• PROMPT: Convert the lines of the entries below into a JSON list of strings, one string per line and no blank lines. Begin at the line that contains "Target: grass patch" and stop after the last line of the entries.

[Dataset entries]
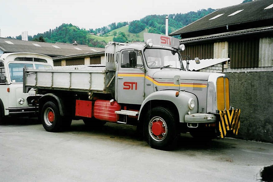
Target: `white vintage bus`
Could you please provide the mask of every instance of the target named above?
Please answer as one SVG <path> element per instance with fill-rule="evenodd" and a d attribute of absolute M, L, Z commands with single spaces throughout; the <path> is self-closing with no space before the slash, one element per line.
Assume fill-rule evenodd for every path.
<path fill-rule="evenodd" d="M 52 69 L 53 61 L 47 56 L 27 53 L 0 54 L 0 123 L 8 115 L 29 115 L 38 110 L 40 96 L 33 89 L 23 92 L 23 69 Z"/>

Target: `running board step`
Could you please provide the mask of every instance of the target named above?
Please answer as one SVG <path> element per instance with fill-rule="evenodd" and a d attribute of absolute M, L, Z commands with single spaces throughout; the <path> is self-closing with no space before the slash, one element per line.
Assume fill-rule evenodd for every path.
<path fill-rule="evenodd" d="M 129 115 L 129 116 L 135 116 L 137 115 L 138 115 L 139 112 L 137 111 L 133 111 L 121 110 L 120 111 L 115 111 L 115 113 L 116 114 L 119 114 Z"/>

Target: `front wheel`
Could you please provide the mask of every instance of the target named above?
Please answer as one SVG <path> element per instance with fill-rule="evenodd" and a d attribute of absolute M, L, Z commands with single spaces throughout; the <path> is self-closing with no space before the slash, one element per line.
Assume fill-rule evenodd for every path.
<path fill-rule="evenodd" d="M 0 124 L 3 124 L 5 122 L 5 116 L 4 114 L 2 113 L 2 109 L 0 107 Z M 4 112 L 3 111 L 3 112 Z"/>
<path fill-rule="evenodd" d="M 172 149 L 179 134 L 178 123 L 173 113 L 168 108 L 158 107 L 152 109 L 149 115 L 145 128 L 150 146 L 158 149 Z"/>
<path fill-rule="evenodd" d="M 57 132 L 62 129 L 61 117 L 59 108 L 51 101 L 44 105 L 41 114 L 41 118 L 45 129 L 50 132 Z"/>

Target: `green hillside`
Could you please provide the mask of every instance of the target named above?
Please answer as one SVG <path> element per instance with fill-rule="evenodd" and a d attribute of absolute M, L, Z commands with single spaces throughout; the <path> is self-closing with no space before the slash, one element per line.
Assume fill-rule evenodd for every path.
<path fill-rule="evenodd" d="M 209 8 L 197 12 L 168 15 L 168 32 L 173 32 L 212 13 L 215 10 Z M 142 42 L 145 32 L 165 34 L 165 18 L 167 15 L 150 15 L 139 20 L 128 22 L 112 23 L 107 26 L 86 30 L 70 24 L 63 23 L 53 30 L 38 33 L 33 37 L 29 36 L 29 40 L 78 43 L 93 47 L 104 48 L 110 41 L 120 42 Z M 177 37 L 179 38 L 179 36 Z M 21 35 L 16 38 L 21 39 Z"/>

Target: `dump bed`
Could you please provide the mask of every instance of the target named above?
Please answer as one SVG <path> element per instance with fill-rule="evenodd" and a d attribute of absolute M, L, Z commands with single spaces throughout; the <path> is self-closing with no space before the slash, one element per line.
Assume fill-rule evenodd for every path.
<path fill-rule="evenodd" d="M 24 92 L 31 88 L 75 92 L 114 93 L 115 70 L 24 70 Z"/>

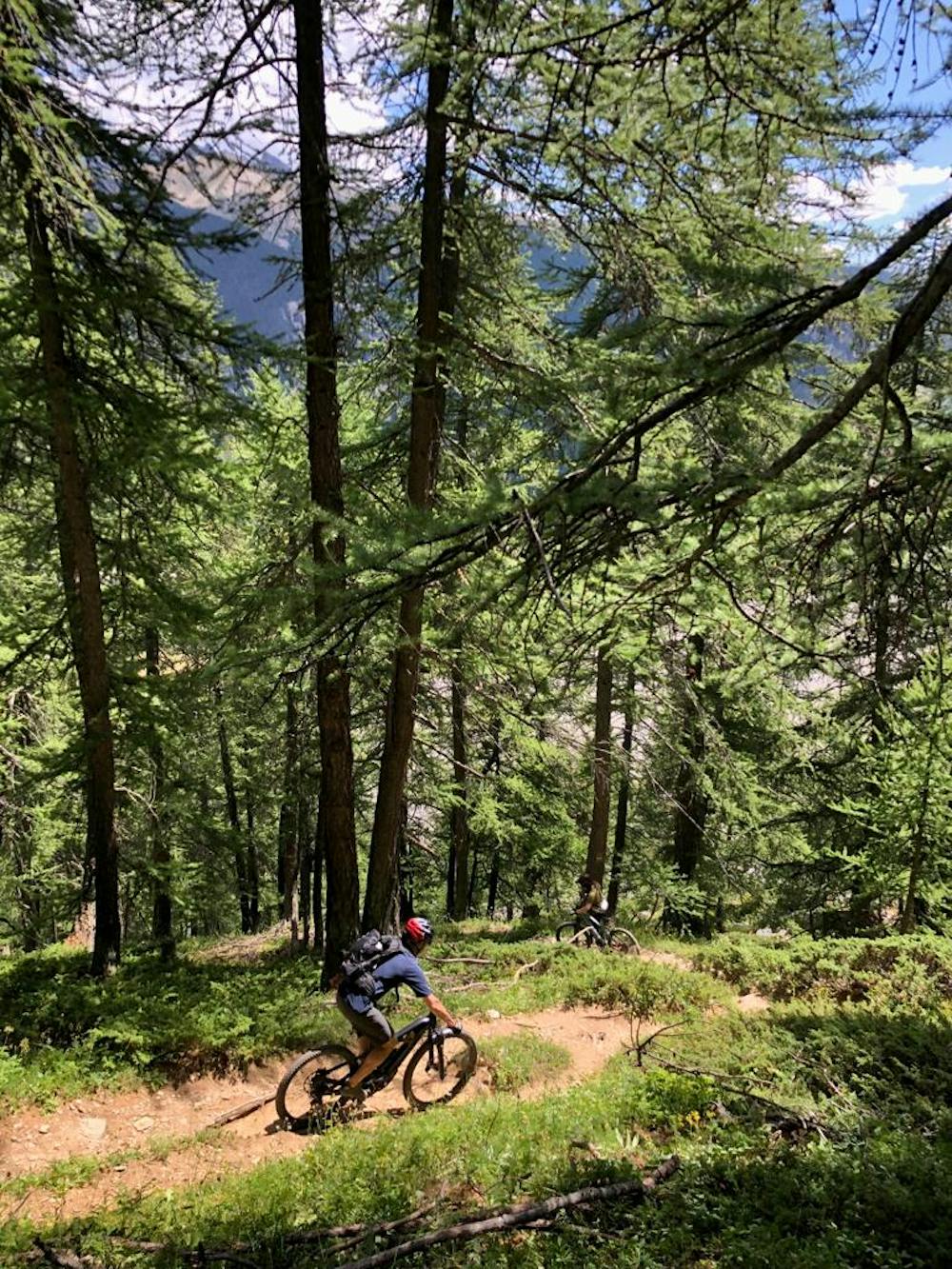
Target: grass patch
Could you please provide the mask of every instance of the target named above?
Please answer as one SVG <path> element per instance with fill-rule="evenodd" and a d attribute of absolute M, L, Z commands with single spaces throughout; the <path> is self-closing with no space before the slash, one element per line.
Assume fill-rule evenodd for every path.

• REPLY TO THE TASK:
[
  "Target: grass patch",
  "Could you please provide the mask of every instance of the target named above?",
  "Please answer as one SVG <path> element per instance with fill-rule=\"evenodd\" and a d attribute of absolute M, L, Z commands with single spaces throughout; the <path> is self-closing with no space before the slash, one element per line.",
  "Assume fill-rule evenodd for every path."
]